Task to complete - Repeat each line exactly as it is written.

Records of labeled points

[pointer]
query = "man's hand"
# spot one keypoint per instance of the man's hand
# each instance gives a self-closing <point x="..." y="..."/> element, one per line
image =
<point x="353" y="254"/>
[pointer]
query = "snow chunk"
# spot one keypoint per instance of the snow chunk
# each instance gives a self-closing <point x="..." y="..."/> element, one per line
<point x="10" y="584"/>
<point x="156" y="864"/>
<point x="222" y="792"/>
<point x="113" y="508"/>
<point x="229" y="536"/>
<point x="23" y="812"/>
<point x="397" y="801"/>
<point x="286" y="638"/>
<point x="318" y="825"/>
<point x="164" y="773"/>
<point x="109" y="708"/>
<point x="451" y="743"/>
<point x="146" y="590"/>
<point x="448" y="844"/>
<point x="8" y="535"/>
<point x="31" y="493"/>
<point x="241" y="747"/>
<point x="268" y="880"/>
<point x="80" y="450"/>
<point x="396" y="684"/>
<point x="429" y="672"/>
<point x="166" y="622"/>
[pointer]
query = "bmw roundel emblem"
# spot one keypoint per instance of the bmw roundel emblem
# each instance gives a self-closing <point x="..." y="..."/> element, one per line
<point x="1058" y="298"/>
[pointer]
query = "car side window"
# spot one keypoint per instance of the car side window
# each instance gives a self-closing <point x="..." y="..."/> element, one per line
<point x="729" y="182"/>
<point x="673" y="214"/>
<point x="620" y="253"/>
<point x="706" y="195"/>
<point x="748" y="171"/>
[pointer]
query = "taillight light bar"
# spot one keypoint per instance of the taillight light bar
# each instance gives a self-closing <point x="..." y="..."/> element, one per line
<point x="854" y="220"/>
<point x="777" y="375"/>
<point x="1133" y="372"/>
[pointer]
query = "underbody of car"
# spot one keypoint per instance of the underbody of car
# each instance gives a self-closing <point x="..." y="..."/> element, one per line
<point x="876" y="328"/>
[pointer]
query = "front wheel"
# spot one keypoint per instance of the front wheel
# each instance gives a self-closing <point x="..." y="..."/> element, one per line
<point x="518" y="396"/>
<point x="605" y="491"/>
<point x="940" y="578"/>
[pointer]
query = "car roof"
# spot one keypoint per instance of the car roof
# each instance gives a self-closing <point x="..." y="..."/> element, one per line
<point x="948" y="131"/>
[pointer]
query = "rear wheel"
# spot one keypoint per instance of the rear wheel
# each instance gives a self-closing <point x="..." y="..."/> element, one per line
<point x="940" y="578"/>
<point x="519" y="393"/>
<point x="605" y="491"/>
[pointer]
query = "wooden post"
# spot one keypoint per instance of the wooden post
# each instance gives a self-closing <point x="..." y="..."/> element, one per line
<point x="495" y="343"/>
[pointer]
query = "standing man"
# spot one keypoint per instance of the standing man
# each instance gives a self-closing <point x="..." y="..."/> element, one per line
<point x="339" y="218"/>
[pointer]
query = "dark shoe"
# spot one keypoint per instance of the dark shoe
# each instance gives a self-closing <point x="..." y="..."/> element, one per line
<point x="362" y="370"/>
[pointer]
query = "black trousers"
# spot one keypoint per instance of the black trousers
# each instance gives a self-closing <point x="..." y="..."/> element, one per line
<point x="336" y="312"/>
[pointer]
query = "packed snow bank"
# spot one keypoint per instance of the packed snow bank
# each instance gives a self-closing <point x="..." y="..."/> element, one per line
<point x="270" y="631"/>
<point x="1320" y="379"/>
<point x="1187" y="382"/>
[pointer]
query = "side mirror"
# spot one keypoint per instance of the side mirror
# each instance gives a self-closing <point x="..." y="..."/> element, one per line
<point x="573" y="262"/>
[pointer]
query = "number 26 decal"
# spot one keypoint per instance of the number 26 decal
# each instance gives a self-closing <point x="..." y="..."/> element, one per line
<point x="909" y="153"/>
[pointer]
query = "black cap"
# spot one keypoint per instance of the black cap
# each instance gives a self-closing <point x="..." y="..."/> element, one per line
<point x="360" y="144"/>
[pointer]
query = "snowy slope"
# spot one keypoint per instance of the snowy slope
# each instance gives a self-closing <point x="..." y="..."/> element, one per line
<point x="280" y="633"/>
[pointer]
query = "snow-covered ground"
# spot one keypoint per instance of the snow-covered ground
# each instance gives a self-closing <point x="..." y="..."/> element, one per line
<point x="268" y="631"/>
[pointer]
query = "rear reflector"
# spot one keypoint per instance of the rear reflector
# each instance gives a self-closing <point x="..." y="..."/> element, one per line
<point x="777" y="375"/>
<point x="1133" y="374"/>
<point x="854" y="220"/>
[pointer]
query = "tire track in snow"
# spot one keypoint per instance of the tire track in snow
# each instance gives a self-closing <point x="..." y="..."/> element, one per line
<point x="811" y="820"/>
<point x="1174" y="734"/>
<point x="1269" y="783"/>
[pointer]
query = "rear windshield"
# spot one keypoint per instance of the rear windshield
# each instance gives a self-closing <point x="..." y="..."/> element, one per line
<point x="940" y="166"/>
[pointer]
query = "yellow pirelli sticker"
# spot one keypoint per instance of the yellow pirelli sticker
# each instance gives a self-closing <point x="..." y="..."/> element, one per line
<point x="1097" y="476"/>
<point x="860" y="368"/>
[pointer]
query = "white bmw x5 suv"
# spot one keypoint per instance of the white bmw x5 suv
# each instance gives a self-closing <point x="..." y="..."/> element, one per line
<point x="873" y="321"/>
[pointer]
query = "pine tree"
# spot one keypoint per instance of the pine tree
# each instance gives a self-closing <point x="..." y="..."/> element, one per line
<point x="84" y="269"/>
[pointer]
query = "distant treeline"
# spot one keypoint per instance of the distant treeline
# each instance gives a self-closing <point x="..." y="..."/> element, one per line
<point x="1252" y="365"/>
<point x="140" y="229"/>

Final result -
[pointer]
query = "man's hand"
# spot one keypoint per instance of the man's hand
# each instance gives a self-closing <point x="..." y="..."/> element, one per line
image =
<point x="353" y="254"/>
[pointer]
query = "snow chunk"
# spot one keypoint per instance of the snow chunk
# each instance gives a self-closing <point x="..." y="..."/> element, one per line
<point x="10" y="584"/>
<point x="156" y="864"/>
<point x="222" y="792"/>
<point x="113" y="508"/>
<point x="229" y="536"/>
<point x="23" y="812"/>
<point x="397" y="801"/>
<point x="286" y="638"/>
<point x="318" y="825"/>
<point x="164" y="773"/>
<point x="109" y="708"/>
<point x="451" y="743"/>
<point x="146" y="590"/>
<point x="448" y="844"/>
<point x="8" y="535"/>
<point x="31" y="493"/>
<point x="241" y="747"/>
<point x="268" y="880"/>
<point x="80" y="450"/>
<point x="396" y="684"/>
<point x="429" y="672"/>
<point x="166" y="622"/>
[pointer]
query = "bmw roundel emblem"
# spot one keypoint per instance of the bmw roundel emblem
# each instance gives a self-closing <point x="..." y="..."/> element, one per line
<point x="1058" y="298"/>
[pointer]
query = "car side window"
# spot one keypoint per instance of the car side window
# each instance gives a self-closing <point x="..." y="..."/> element, one per line
<point x="729" y="182"/>
<point x="673" y="214"/>
<point x="620" y="253"/>
<point x="706" y="195"/>
<point x="748" y="171"/>
[pointer]
query = "taillight light bar"
# spot one keypoint per instance of the taillight light bar
# each instance gives a self-closing <point x="..." y="..."/> element, one per line
<point x="854" y="220"/>
<point x="777" y="375"/>
<point x="1133" y="372"/>
[pointer]
query = "underbody of car"
# spot one keypoint per instance of the underbody of car
# each instance gives a self-closing <point x="..." y="..."/> element, one per line
<point x="876" y="328"/>
[pointer]
query = "front wheel"
# spot one keypoint per instance of the front wheel
# each instance gives a self-closing <point x="..." y="..."/> element, one per line
<point x="518" y="396"/>
<point x="605" y="491"/>
<point x="940" y="578"/>
[pointer]
query = "car roof"
# spot one keypoint per instance of the car roof
# each instance gives a self-closing <point x="..." y="..."/> element, one per line
<point x="948" y="131"/>
[pointer]
query = "rear wheel"
# spot one keypoint per instance of the rear wheel
# each instance gives a self-closing <point x="..." y="..."/> element, one per line
<point x="940" y="578"/>
<point x="519" y="393"/>
<point x="605" y="491"/>
[pointer]
query = "wooden post"
# spot one keypoint per instance of the wooden post
# each instance gives a self-closing <point x="..." y="..."/> element, one per line
<point x="495" y="343"/>
[pointer]
query = "standing man"
# spot one keypoint per instance of the standing man
# each instance gives a self-closing <point x="..." y="..."/> element, one per line
<point x="339" y="218"/>
[pointer]
query = "dark shoe"
# spot one keypoint per instance of the dark shoe
# each instance gives a self-closing <point x="..." y="..."/> element, one per line
<point x="362" y="370"/>
[pointer]
query = "black trousers"
# spot one keypoint per instance of the black trousers
# each instance gives a self-closing <point x="..." y="..."/> element, one per line
<point x="336" y="312"/>
[pointer]
query = "packed snow bank"
# spot one keypoint per instance of the packed snow bank
# each instance gives a self-closing <point x="..." y="..."/> element, one per line
<point x="270" y="631"/>
<point x="1320" y="379"/>
<point x="1187" y="382"/>
[pointer]
query = "side mirror"
# spot one keypoint per instance of the side mirror
# each instance gives a self-closing <point x="..." y="..."/> element, one per line
<point x="573" y="262"/>
[pointer]
query = "number 26 decal"
# spot one keypoint per instance of the number 26 decal
# each instance gives a self-closing <point x="..." y="..."/> element, one per line
<point x="909" y="153"/>
[pointer]
query = "black cap"
# spot one keypoint per instance of the black cap
# each instance gives a self-closing <point x="..." y="..."/> element, one per line
<point x="360" y="144"/>
[pointer]
query = "snowy slope"
# spot one keypoint per instance of the snowy slope
# each instance gives a self-closing <point x="..." y="..."/> element, one per line
<point x="280" y="633"/>
[pointer]
query = "snow-covered ground"
# spot one keypoint per instance of the snow-covered ground
# each instance gives a self-closing <point x="..." y="..."/> element, one per line
<point x="268" y="631"/>
[pointer]
query = "rear reflector"
# spot one keypoint per instance of the rear reflector
# each instance gives a self-closing <point x="..." y="..."/> element, one per line
<point x="777" y="375"/>
<point x="1133" y="374"/>
<point x="854" y="220"/>
[pointer]
query = "tire track in snow"
# spot one keypoint per instance of the tire track in snow
# each instance gives a self-closing <point x="..." y="..."/> element, one per line
<point x="811" y="820"/>
<point x="1174" y="734"/>
<point x="1269" y="783"/>
[pointer]
query = "rear windshield"
# spot one keypoint per instance of the rear windshield
# each instance gives a self-closing <point x="..." y="..."/> element, one per line
<point x="940" y="166"/>
[pointer]
query = "yellow pirelli sticker"
# spot one keypoint per instance of the yellow pirelli sticker
# each instance gives a self-closing <point x="..." y="..."/> element, one per line
<point x="1097" y="476"/>
<point x="860" y="368"/>
[pointer]
query = "white bmw x5 suv"
# spot one keypoint per instance of the white bmw x5 suv
# each instance gives a self-closing <point x="..." y="..."/> element, one per line
<point x="873" y="321"/>
[pointer]
query = "pine tree"
# spot one keypoint per instance of the pine tree
# each instance gives a self-closing <point x="..." y="..."/> element, one per line
<point x="84" y="269"/>
[pointer]
query = "distant treeline"
# spot one keypoint per instance of the distant treeline
# each instance gives a self-closing <point x="..." y="..."/> element, one per line
<point x="1252" y="365"/>
<point x="140" y="229"/>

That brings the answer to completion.